* [Work instructions]:
Rewrite the records below with "red tiled roof" changed to "terracotta roof" and nothing else altered. Leave the pictures out of your answer.

______________________________

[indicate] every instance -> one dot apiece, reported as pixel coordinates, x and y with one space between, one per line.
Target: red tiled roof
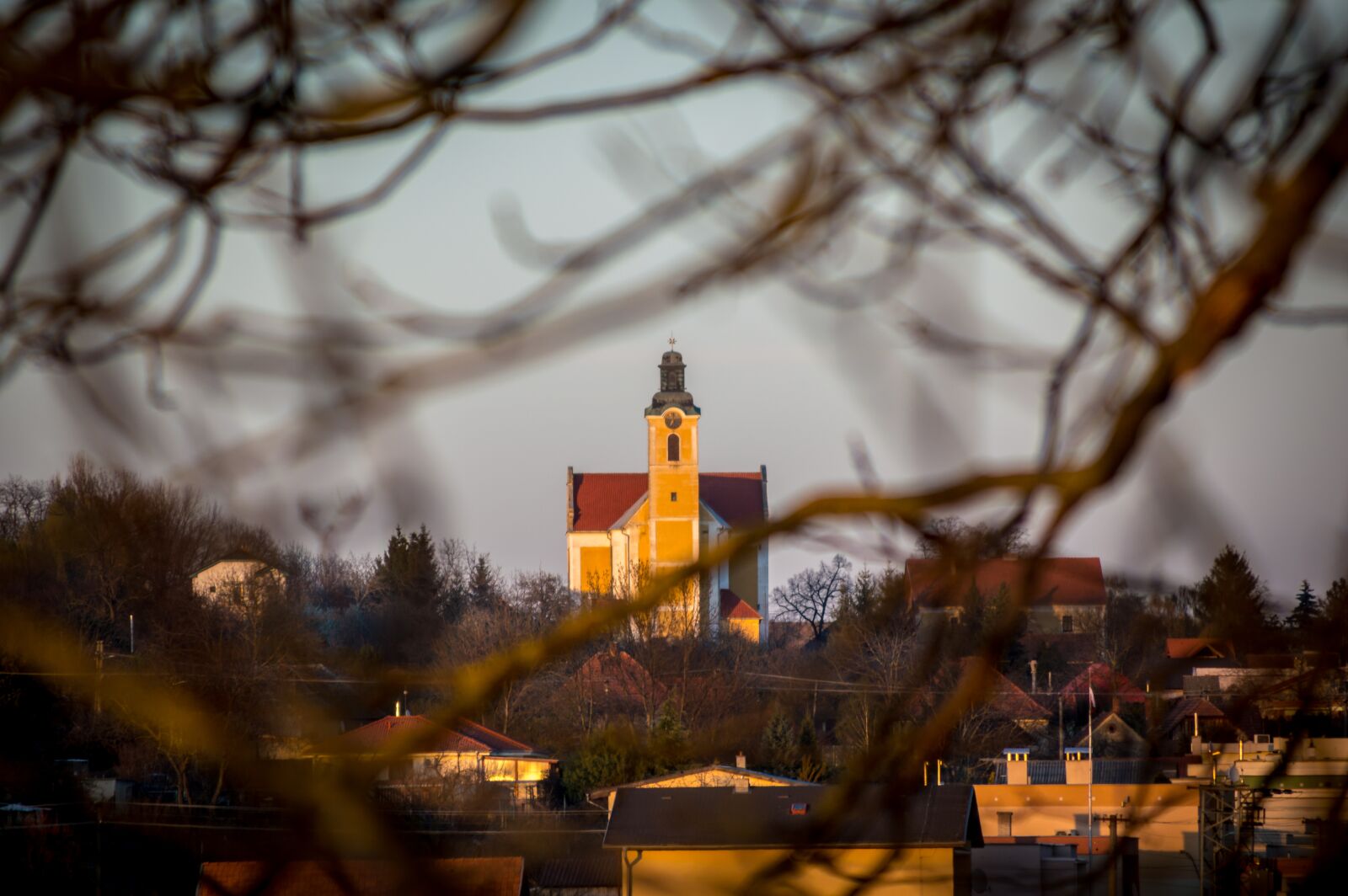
1008 698
475 876
1183 648
1107 685
734 606
1185 709
600 500
464 738
736 498
1062 581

______________________________

* [Result of this task]:
[indicate] every instance -> one dot apiece, reported as pixel coordinates, x and y with one space between, one per line.
Target: terracotta roof
1008 698
475 876
1183 648
1107 685
734 606
1185 709
600 500
464 738
736 498
1062 581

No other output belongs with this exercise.